** START OF DOCUMENT PASSAGE **

Matter of Thorup

Annotate this Case

432 A.2d 1221 (1981)

In the Matter of Kent D. THORUP, a Member of the Bar of the District of Columbia Court of Appeals.

No. M-42-80.

District of Columbia Court of Appeals.

Argued October 7, 1980.

Decided July 7, 1981.

*1222 Joseph L. Mayer, Washington, D. C., with whom Edwin Yourman, Washington, D. C., was on the brief, for petitioner.

Nancy R. Beiter, Washington, D. C., with whom Charles Kubinski, Washington, D. C., was on the brief, for respondent.

Before NEBEKER and PRYOR, Associate Judges, and GALLAGHER, Associate Judge, Retired.[*]

NEBEKER, Associate Judge:

Respondent, a member of the Bar of this court, was found by a Hearing Committee of the Board on Professional Responsibility (the Board) to have neglected a legal matter entrusted to him, a violation of Disciplinary Rule 6-101(A)(3).[1] The Board has adopted the Hearing Committee's findings and now recommends that this court suspend respondent from the practice of law for six months. Concluding (1) that Bar Counsel failed to carry its burden of proof before the Hearing Committee, (2) that the burden of proof was improperly transferred to respondent, (3) that the gravamen of one of the charges was changed based on respondent's testimony, and (4) that the Hearing Committee based its findings on materials that were not before it as substantive evidence, we refuse to impose the recommended discipline and dismiss the petition.

** END OF DOCUMENT PASSAGE **

» TO BE DONE
[1] In the court opinion, what length of suspension did the Board recommend for the respondent?
[2] Reproduce the court opinion verbatim from "Decided July 7, 1981." up to and including "brief, for respondent.".
Rely only on the court opinion for answers.

** START OF DATASET **

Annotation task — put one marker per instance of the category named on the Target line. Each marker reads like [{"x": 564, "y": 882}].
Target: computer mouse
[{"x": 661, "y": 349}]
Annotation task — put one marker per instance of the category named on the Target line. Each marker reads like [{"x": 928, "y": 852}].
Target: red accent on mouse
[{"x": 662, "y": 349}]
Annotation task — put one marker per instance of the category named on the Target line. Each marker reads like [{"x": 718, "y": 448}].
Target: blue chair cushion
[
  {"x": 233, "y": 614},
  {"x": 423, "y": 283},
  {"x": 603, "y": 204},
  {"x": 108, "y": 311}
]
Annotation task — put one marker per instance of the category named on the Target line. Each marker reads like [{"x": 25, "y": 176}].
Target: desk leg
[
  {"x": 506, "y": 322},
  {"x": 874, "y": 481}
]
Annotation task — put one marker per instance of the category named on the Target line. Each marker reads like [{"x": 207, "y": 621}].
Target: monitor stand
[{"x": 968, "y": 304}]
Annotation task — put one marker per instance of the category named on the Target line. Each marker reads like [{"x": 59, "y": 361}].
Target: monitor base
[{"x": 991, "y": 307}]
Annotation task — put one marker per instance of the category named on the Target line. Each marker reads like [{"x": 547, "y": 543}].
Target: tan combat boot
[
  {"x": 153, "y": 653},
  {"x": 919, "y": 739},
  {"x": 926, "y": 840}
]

** END OF DATASET **

» RESPONSES BY TASK
[1] Six months.

[2]
Decided July 7, 1981.

*1222 Joseph L. Mayer, Washington, D. C., with whom Edwin Yourman, Washington, D. C., was on the brief, for petitioner.

Nancy R. Beiter, Washington, D. C., with whom Charles Kubinski, Washington, D. C., was on the brief, for respondent.